• EXERCISE:
In the article on Latin America's turn to the left, quote the passage from "BY YOSHI JOHNSON" up to and including "is certainly underway.".
** begin SELECTED TEXT **
Central and South America begin leaning to the left

BY YOSHI JOHNSON

In print | December 6, 2007

Big things are afoot lately in the societies that we “Americans” like to forget are part of America proper, too. In the past few years, Central and South American countries have been experiencing small, but significant revolutions of an electoral-democratic variety. Ostensibly reacting to the persistence of economic and social ills, as well as U.S. influence in the hemisphere, these Latin American societies are experiencing a self-conscious lurch towards the political left. While recent developments in Peru, Mexico and Colombia suggest that the region’s trajectory will not be consistently uni-directional, a discernible break from the political status quo in favor of fresh and sometimes novel political approaches is certainly underway.

Most recently, this past Sunday, Venezuelan President Hugo Chavez asked his people to approve significant new reforms to the country’s constitution. He proposed some 70 changes, the most significant of which were eliminating the limit on the number of terms a president can serve, creating certain communal forms of property, ending the central bank’s autonomy, altering the administrative and territorial structures of the country and instituting several labor-related policies.
** end SELECTED TEXT **
** begin EXTRACTED INFORMATION **
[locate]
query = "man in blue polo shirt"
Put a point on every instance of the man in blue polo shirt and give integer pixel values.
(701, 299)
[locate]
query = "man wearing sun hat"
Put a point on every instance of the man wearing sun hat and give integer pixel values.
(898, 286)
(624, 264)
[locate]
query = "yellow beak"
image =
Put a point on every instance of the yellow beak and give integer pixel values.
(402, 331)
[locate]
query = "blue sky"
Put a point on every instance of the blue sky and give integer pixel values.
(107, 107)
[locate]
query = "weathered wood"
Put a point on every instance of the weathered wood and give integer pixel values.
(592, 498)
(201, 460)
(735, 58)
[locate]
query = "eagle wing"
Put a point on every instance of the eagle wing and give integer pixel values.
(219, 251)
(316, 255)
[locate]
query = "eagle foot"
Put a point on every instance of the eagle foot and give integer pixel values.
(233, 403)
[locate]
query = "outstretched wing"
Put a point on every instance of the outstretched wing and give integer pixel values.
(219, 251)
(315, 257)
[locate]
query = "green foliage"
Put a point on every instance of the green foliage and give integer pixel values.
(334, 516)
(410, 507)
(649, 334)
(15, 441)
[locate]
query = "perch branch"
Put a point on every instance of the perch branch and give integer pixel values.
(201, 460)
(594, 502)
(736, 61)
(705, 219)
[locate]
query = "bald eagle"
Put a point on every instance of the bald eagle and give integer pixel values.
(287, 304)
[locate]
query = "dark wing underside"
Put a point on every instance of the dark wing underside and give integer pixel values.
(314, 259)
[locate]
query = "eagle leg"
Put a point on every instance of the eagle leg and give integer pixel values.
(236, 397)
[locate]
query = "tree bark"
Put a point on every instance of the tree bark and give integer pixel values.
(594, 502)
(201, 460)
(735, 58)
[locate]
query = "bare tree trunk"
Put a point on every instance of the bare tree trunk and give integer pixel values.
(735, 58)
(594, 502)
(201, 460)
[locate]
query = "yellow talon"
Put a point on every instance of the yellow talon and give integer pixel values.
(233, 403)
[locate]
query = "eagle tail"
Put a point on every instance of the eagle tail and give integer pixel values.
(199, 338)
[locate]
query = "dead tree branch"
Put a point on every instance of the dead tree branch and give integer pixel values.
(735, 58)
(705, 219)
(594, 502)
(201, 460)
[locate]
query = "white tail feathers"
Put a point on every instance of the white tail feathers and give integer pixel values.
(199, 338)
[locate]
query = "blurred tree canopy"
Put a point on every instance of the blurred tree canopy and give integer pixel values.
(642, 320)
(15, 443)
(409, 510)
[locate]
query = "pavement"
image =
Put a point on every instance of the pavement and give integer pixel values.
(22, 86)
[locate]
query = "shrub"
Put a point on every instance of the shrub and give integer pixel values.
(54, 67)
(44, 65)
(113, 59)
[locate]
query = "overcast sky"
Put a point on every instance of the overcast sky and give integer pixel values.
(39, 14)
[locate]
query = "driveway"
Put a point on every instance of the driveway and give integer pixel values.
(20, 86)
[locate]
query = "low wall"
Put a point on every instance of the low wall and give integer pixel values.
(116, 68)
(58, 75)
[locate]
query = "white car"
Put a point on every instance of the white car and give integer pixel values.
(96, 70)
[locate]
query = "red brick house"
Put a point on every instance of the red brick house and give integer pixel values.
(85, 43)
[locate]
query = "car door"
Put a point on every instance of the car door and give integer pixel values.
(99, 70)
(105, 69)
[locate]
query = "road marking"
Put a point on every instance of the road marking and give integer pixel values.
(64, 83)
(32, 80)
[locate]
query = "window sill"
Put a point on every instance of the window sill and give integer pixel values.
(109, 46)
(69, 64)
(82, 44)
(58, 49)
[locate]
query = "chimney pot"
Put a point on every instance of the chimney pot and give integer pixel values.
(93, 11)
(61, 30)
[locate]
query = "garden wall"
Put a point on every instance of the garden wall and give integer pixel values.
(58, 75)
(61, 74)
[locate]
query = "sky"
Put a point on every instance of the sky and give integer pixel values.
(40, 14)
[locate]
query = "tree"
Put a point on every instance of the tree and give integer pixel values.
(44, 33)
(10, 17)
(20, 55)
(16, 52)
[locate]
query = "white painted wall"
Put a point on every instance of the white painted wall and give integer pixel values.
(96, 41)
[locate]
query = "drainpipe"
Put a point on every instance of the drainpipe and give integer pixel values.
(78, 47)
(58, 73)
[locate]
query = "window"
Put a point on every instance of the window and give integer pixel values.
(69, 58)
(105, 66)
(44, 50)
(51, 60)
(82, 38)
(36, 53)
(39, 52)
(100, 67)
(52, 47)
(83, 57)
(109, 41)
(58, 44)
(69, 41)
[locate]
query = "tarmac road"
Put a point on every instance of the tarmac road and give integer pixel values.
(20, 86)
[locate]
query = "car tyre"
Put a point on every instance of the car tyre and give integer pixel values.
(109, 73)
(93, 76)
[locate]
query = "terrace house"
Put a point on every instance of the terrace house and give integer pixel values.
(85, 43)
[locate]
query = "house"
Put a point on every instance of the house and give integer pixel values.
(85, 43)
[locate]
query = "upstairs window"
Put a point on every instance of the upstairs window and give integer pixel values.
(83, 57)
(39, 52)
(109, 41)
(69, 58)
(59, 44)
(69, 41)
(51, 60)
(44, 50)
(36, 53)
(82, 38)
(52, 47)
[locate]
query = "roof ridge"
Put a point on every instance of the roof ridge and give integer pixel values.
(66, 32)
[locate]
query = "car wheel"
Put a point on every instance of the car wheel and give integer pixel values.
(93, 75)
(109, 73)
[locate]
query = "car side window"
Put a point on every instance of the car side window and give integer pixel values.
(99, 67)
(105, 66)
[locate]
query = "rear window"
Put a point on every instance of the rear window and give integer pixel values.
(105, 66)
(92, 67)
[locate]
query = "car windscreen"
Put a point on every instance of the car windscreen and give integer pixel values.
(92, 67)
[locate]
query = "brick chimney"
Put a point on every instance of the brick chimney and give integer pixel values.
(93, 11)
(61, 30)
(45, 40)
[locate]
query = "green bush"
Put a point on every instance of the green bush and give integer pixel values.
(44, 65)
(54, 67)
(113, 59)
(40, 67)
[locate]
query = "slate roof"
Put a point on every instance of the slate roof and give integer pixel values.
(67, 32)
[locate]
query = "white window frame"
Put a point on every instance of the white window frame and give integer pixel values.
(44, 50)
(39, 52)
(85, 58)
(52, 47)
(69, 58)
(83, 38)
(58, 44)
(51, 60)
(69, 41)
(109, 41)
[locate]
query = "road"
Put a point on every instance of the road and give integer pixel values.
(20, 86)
** end EXTRACTED INFORMATION **
• ANSWER TO THE PROBLEM:
BY YOSHI JOHNSON

In print | December 6, 2007

Big things are afoot lately in the societies that we “Americans” like to forget are part of America proper, too. In the past few years, Central and South American countries have been experiencing small, but significant revolutions of an electoral-democratic variety. Ostensibly reacting to the persistence of economic and social ills, as well as U.S. influence in the hemisphere, these Latin American societies are experiencing a self-conscious lurch towards the political left. While recent developments in Peru, Mexico and Colombia suggest that the region’s trajectory will not be consistently uni-directional, a discernible break from the political status quo in favor of fresh and sometimes novel political approaches is certainly underway.